(Source passage)
I cannot begin to say how pleased I am to have attended such a great conference! The first impression of a crowded floor, echoing with hundreds of conversations between ELT professionals from all over the world is a moment to hold.
No matter how cold the weather, a cup of coffee between sessions was enough to keep you going again as you wondered through the publishers’ exhibition collecting tones of brochures and samples.
I spent only three days in Cardiff and I’ve only managed to attend a handful of sessions, but it is quality that matters, not quantity, and all the sessions that I attended were interesting in their own way. This is a review of them.
Early Thursday morning there was a session not to be missed as Suresh Canagarajah gave a talk on ‘Globalization of English and changing pedagogical priorities’. He referred to globalization as a model that features relatively more fluid relations between languages and dialects through the mobility of workers and the expansion and integration of languages. These changes encourage everyone to negotiate different varieties of English that distort the original by giving it a local twist. The appropriation of English by speakers to cater for their particular communication needs affects teaching and questions the norms of pedagogy. Which sort of English should we teach, and how are we to avoid the curse of Babel? On the other end of Mac Communication pedagogies of one size fits all, Canagarajah proposed that English professionals are compelled to engage with the changes and learn from language practices that seek to challenge the dominant by constructing pedagogical practices that value linguistic pluralism. His answer made evident the need to focus on strategies that would help our students negotiate communication, rather than focus on the instruction of one and only homogeneous language.
Arguably Canagarajah celebrates the opportunities for difference and later on that afternoon Sara Hannam challenged uniformity as she discussed the issue of ‘Accent Prejudice in ELT’.

(Data provided)

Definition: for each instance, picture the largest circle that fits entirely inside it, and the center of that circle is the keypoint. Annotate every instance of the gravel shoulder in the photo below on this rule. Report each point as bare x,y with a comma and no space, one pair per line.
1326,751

(Direction 1)
According to the conference review, what was the title of Suresh Canagarajah's talk?
(Direction 2)
Carry the conference review forward, picking up right after its final sentence.

(Written response 1)
'Globalization of English and changing pedagogical priorities'

(Written response 2)
Considering the importance of the socio-historical context as a factor that shapes up her participants’ views regarding accent, Sara insightfully compared two groups of ELT practitioners, one living in the UK and the other in Greece, by focusing mainly on two accents, the international English-Greek one and the regional Liverpool one. In order to deconstruct prejudice towards the Liverpool accent by the British participants, the speaker presented a complete past and present background of the area and attempted a link with the media to show how ‘scousers’(people from Liverpool) are portrayed as stereotypically bad and dangerous and how this stigmatizes their accent, being an integral part of their identity. In their own respect, the Greek participants conform to their own version of the dominant as they fall for the supposed superiority of the native speaker accent for classroom instruction compared with the English-Greek one. As both groups failed to question the imposed stereotypical conception of accent, she wondered whether assimilation to the environment to change accent, or resistance to maintain the right to speak differently should be the goal of ELT pedagogy. To facilitate our choice, Sara reminded us of the dangers of assimilation, as they demand the abandonment of difference in order to pay the price for uniformity. Teachers have the ethical responsibility to strip accent off prejudice, not off difference.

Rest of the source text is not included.